*** Opening of THE DATA ***

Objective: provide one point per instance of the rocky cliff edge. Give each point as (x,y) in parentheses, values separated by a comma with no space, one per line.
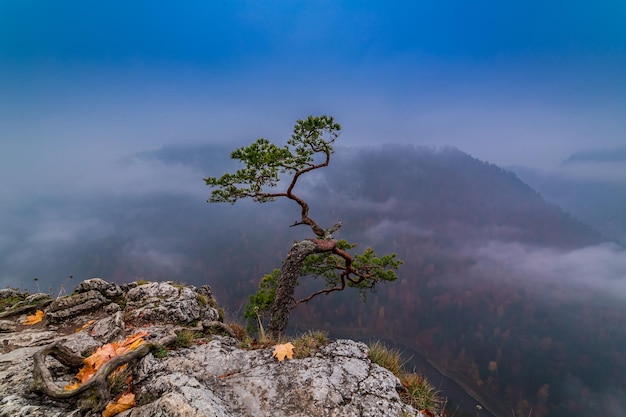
(167,376)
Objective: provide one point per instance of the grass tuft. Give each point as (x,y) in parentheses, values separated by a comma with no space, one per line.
(307,343)
(417,391)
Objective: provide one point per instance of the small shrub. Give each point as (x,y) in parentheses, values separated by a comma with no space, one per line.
(307,343)
(202,300)
(421,395)
(417,392)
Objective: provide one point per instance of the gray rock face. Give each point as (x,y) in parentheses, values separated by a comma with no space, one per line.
(79,304)
(219,379)
(107,289)
(215,379)
(162,302)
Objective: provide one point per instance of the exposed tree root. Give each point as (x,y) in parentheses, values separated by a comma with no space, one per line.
(98,384)
(222,326)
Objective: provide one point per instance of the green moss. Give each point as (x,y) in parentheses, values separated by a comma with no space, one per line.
(8,302)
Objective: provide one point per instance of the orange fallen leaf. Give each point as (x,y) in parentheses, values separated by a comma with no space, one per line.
(71,386)
(84,326)
(104,353)
(35,318)
(123,403)
(282,351)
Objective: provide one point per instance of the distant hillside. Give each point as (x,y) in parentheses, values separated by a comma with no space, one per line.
(453,195)
(503,290)
(600,202)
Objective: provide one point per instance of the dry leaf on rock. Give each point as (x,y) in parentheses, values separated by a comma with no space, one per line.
(35,318)
(106,352)
(84,326)
(282,351)
(123,403)
(71,386)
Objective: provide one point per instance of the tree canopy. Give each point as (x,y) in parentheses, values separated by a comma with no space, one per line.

*** Close of THE DATA ***

Please output the entries above exactly, leaving out every picture.

■ EXERCISE RESULT
Objective: provide one point per instance of the rocky cliff edge. Give each point as (x,y) in parentheses, values separated by a comma with no space, one per line.
(167,376)
Objective: provide one point per instance of the grass tuft. Give each point as (x,y) in parentheses, values separated by a comma with no space, one per line.
(307,343)
(417,391)
Objective: provide one point per instance of the small shrub. Give each point as (x,y) in parentheses, values separated by a comma with no space, one per line.
(307,343)
(202,300)
(421,395)
(417,392)
Objective: provide one point per instance of the gray rock face. Give each point as (x,y) in parentheses, values separated by a comma with no space, one per line.
(79,304)
(219,379)
(107,289)
(215,379)
(162,302)
Objective: provide one point per instance of the exposed tree root. Give each point as (x,y) in parentheses, values separated by a comma with no space, one per line.
(98,384)
(222,326)
Objective: provide one point per instance of the green moss. Give each point as (x,y) in parentheses, values separated by a comma with no space, one per line.
(8,302)
Objective: provide one point per instance of the orange fallen leaf. Give each point as (x,y) in parentheses, values separated by a comma with no space, one per line.
(71,386)
(84,326)
(104,353)
(35,318)
(123,403)
(282,351)
Objective: provide one point per instance of the distant hillside. Give each point as (x,y) in parentheses, values separated by a comma with no space, one per line.
(453,195)
(503,290)
(600,202)
Objective: provide one point per instance of the dry leaf on rock. Give each point as (x,y) in parentheses, values separated by a comma with no space, one per line.
(35,318)
(106,352)
(84,326)
(282,351)
(123,403)
(71,386)
Objective: provide one point per instance of the tree canopy. Give each point as (x,y) in parentheses, values separated by a comma with no space, one per line.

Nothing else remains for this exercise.